=== Supplied passage ===

Share Exchange Agreement dated March 1, 2018

EX-10.2 2 ex10_2.htm EXHIBIT 10.2

 

 Exhibit 10.2

 

SHARE EXCHANGE AGREEMENT

 

 

 

THIS SHARE EXCHANGE AGREEMENT (this “Agreement”) is entered into as of March 1, 2018 between Natural Health Farm Holdings Inc., a Nevada corporation (“NHEL” or “Company”) and _____________________ (the “Shareholder”).

 

WHEREAS, the Shareholder currently owns ________shares of common stock of NHEL (the “Old Shares”), and

 

WHEREAS, the Old Shares were originally issued without consideration being paid by the Shareholder to NHEL, and

 

WHEREAS, the Shareholder desires to exchange his/her Old Shares plus $________ for the same number of NHEL common shares equal to the Old Shares and dated as of the date hereof (the “New Shares”)

 

WHEREAS, following the Exchange (as defined below), the Shareholder will own the exact same number of NHEL shares that he previously owns.

 

NOW, THEREFORE, in consideration of the mutual promises, covenants and agreements herein, and intending to be legally bound hereby, the parties agree as follows: 

 

1.       Exchange of Shares.

 

(a)        Exchange. On the terms and subject to the conditions set forth in this Agreement, at the Closing (i) Shareholders will exchange, sell, convey, transfer and assign to NHEL, free and clear of all liens, pledges, encumbrances, changes, restrictions or known claims of any kind, nature or description plus pay to NHEL an aggregate purchase price of $__________, (the “Purchase Price”) and NHEL accept from Shareholder the Old Shares plus the Purchase Price and  in exchange for the transfer of such Old Shares by the Shareholder, NHEL will exchange, sell, convey, transfer and assign to Shareholder the New Shares referred to herein as the “Exchange”)..

 

(b)        Closing. The closing of the Exchange shall occur on the date hereof (the “Closing”). The Closing will take place email.

=== Data block ===

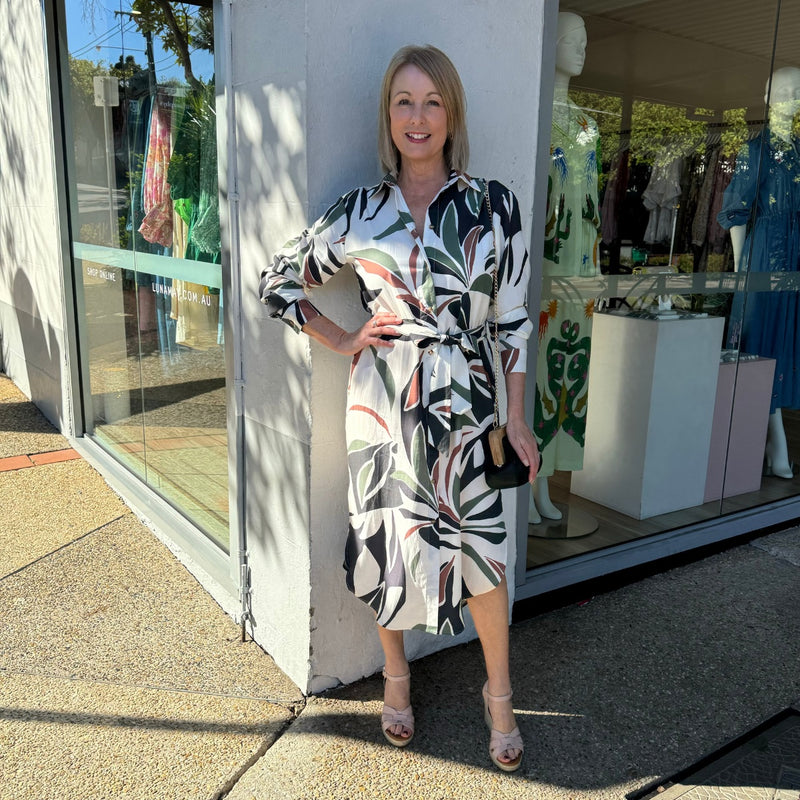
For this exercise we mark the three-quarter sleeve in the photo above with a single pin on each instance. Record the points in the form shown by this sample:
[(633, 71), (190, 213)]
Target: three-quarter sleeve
[(514, 324), (304, 262), (741, 193)]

===

Please reproduce the share exchange agreement above word for word, from "WHEREAS, the Shareholder desires" up to and including "he previously owns.".

Exercise result.
WHEREAS, the Shareholder desires to exchange his/her Old Shares plus $________ for the same number of NHEL common shares equal to the Old Shares and dated as of the date hereof (the “New Shares”)

 

WHEREAS, following the Exchange (as defined below), the Shareholder will own the exact same number of NHEL shares that he previously owns.